**Set task:**
Reproduce the listing below with every "bbox_result" swapped for "bounding_box" and everything else kept the same. Leave the pictures out of your answer.

**Input rows:**
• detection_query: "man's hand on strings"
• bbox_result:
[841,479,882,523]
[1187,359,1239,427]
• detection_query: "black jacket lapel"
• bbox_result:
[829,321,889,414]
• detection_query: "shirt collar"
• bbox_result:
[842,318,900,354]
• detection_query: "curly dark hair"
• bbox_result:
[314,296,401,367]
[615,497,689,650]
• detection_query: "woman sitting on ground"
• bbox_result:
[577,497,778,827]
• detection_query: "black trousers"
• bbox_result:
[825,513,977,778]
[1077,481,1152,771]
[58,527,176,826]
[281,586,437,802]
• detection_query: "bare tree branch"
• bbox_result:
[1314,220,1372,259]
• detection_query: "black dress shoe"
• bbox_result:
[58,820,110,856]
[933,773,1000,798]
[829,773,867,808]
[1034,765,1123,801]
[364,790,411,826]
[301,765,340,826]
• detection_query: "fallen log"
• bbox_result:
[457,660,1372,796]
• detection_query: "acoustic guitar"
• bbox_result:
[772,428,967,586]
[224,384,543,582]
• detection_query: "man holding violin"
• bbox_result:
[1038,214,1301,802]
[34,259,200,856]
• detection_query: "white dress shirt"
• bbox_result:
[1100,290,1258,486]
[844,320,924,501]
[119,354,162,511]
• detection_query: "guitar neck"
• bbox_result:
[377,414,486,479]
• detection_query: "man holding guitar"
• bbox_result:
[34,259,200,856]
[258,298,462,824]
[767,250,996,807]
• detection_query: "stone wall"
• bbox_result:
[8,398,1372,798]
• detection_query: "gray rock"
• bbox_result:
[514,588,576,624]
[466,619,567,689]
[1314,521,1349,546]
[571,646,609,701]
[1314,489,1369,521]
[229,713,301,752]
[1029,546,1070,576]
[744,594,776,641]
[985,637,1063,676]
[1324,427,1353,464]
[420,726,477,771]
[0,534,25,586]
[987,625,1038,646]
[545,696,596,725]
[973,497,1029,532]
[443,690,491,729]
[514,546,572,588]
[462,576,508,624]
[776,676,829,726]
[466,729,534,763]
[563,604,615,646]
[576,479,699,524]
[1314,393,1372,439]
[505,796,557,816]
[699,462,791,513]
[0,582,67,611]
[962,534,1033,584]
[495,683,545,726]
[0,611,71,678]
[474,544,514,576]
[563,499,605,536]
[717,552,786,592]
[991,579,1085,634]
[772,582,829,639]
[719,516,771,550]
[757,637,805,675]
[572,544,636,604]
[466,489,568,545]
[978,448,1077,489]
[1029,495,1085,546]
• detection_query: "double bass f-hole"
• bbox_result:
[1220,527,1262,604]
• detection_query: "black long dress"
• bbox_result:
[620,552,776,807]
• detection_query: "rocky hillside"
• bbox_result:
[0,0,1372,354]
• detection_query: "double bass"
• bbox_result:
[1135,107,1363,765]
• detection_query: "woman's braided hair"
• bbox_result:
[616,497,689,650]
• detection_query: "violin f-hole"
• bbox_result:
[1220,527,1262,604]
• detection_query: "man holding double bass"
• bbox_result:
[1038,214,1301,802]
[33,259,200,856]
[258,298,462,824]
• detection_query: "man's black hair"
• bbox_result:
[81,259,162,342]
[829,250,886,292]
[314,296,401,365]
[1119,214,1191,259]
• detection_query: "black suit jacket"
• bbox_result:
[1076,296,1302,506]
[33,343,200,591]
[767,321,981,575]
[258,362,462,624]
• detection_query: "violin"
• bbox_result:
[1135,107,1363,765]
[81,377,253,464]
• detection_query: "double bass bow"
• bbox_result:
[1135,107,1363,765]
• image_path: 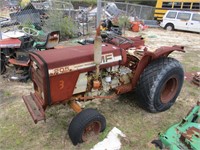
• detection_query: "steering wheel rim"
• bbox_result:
[22,27,39,36]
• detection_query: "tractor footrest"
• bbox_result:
[8,59,29,67]
[22,93,45,123]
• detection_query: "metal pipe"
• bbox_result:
[96,0,101,27]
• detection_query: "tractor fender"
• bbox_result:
[132,45,185,89]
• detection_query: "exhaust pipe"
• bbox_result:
[93,26,102,89]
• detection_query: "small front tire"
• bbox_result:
[68,108,106,145]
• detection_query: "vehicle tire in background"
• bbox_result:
[136,57,184,112]
[165,23,174,31]
[68,108,106,145]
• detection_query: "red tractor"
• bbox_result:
[23,31,184,145]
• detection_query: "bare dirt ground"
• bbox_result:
[0,29,200,150]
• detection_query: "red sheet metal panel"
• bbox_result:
[0,38,21,48]
[50,72,79,103]
[33,44,121,69]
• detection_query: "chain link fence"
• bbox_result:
[0,0,154,38]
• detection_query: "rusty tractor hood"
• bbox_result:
[30,44,122,69]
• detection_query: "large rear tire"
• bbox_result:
[68,108,106,145]
[136,57,184,112]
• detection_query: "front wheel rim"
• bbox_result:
[160,77,178,104]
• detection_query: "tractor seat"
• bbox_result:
[34,31,60,50]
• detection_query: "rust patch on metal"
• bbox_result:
[185,72,200,86]
[22,93,45,124]
[68,101,82,113]
[115,83,132,94]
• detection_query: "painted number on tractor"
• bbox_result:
[59,80,65,90]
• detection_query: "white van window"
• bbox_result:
[192,14,200,21]
[177,13,191,20]
[166,12,177,18]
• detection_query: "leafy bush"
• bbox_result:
[44,10,78,39]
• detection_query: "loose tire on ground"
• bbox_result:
[68,108,106,145]
[136,57,184,112]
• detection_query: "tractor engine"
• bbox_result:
[81,66,132,97]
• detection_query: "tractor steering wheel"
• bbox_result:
[22,27,39,36]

**Final answer:**
• detection_query: "man's hand on strings"
• bounding_box:
[841,479,882,523]
[1187,359,1239,427]
• detection_query: "black jacket lapel"
• bounding_box:
[829,321,889,414]
• detection_query: "shirt collar"
• bounding_box:
[842,318,900,354]
• detection_query: "curly dark hair"
• bounding_box:
[314,296,401,367]
[615,497,689,650]
• detection_query: "woman sitting on ground"
• bounding_box:
[577,497,778,827]
• detection_query: "black trousers"
• bounding_box:
[825,513,977,778]
[1077,481,1152,771]
[58,527,176,826]
[281,586,437,802]
• detection_query: "bare tree branch"
• bounding_box:
[1314,220,1372,259]
• detection_query: "black dress shoe"
• bounding_box:
[58,820,110,856]
[933,773,1000,798]
[829,773,867,808]
[1034,765,1123,801]
[364,790,411,826]
[301,765,340,826]
• detection_query: "fallen log"
• bounding_box:
[457,660,1372,796]
• detection_query: "acoustic guitar"
• bounding_box:
[772,428,967,586]
[224,384,543,582]
• detection_query: "man holding violin"
• bounding_box:
[1038,214,1301,802]
[34,259,200,856]
• detection_query: "white dress shirt"
• bounding_box:
[1100,290,1258,486]
[844,320,924,501]
[119,354,162,511]
• detection_query: "guitar neck"
• bounding_box:
[377,414,486,479]
• detection_query: "man holding guitar"
• bounding_box:
[34,259,200,856]
[258,298,462,824]
[767,250,996,807]
• detection_query: "stone wall"
• bounding_box:
[8,398,1372,798]
• detection_query: "gray rock"
• bounding_box:
[514,588,576,624]
[466,619,567,689]
[1314,521,1349,546]
[571,646,609,701]
[1314,489,1369,521]
[229,713,301,752]
[1029,546,1070,576]
[744,594,776,641]
[985,637,1063,676]
[1324,427,1353,464]
[420,726,477,771]
[0,534,25,586]
[987,625,1038,646]
[545,696,596,725]
[973,497,1029,532]
[443,690,491,729]
[514,546,572,588]
[462,576,508,624]
[776,676,829,726]
[466,729,534,763]
[563,604,615,646]
[576,479,699,524]
[1314,393,1372,439]
[505,796,557,816]
[699,462,791,513]
[0,582,67,611]
[962,534,1033,584]
[495,683,545,726]
[0,611,71,678]
[474,544,514,576]
[563,499,605,536]
[717,552,786,592]
[991,579,1085,634]
[772,582,829,639]
[719,516,771,550]
[757,637,805,675]
[572,544,636,604]
[466,489,568,545]
[978,448,1077,489]
[1029,495,1085,546]
• detection_query: "double bass f-hole"
• bounding_box:
[1220,527,1262,604]
• detection_query: "black long dress"
• bounding_box:
[620,552,776,807]
• detection_query: "rocky hillside"
• bounding_box:
[0,0,1372,354]
• detection_query: "double bass"
• bounding_box:
[1135,107,1363,765]
• detection_query: "woman's braided hair"
• bounding_box:
[616,497,689,650]
• detection_query: "violin f-hole"
• bounding_box:
[1220,527,1262,604]
• detection_query: "man holding double bass"
• bounding_box:
[1038,214,1301,802]
[33,259,200,856]
[258,298,462,824]
• detection_query: "man's black hair"
• bounding_box:
[81,259,162,342]
[829,250,886,292]
[314,296,401,365]
[1119,214,1191,259]
• detection_query: "black suit jacket"
• bounding_box:
[1076,296,1302,506]
[33,343,200,591]
[767,321,981,575]
[258,362,462,624]
• detection_query: "violin"
• bounding_box:
[1135,107,1363,765]
[81,377,253,464]
• detection_query: "double bass bow"
• bounding_box:
[1135,107,1363,765]
• image_path: 
• detection_query: "steering wheel rim"
• bounding_box:
[22,27,39,36]
• detection_query: "tractor footrest"
• bounding_box:
[8,59,29,67]
[22,93,45,123]
• detection_query: "metal pipe"
• bounding_box:
[96,0,101,27]
• detection_query: "tractor fender"
• bounding_box:
[132,45,185,89]
• detection_query: "exhaust pipe"
• bounding_box:
[93,26,102,89]
• detection_query: "small front tire"
• bounding_box:
[68,108,106,145]
• detection_query: "vehicle tire in background"
• bounding_box:
[136,57,184,112]
[165,23,174,31]
[68,108,106,145]
• detection_query: "red tractor"
• bounding_box:
[23,31,184,145]
• detection_query: "bare dirt ground"
• bounding_box:
[0,29,200,150]
• detection_query: "red sheet metal panel"
• bounding_box:
[0,38,21,48]
[50,72,79,103]
[33,44,121,69]
• detection_query: "chain link fence"
• bounding_box:
[0,0,154,38]
• detection_query: "rusty tractor hood"
• bounding_box:
[30,44,122,69]
• detection_query: "large rear tire"
• bounding_box:
[68,108,106,145]
[136,57,184,112]
• detection_query: "front wheel rim"
• bounding_box:
[160,77,178,104]
• detection_query: "tractor seat"
• bounding_box:
[34,31,60,50]
• detection_query: "rust patch on metal"
• bounding_box:
[185,72,200,86]
[22,93,45,124]
[68,101,82,113]
[115,83,132,94]
• detection_query: "painted number on tractor"
• bounding_box:
[59,80,65,90]
• detection_query: "white van window"
• bounding_box:
[192,14,200,21]
[177,13,191,20]
[166,12,177,18]
• detection_query: "leafy bush"
• bounding_box:
[44,10,78,39]
• detection_query: "loose tire on ground"
• bounding_box:
[68,108,106,145]
[136,57,184,112]
• detection_query: "tractor engine"
• bounding_box:
[81,66,132,97]
• detection_query: "tractor steering wheel"
• bounding_box:
[22,27,39,36]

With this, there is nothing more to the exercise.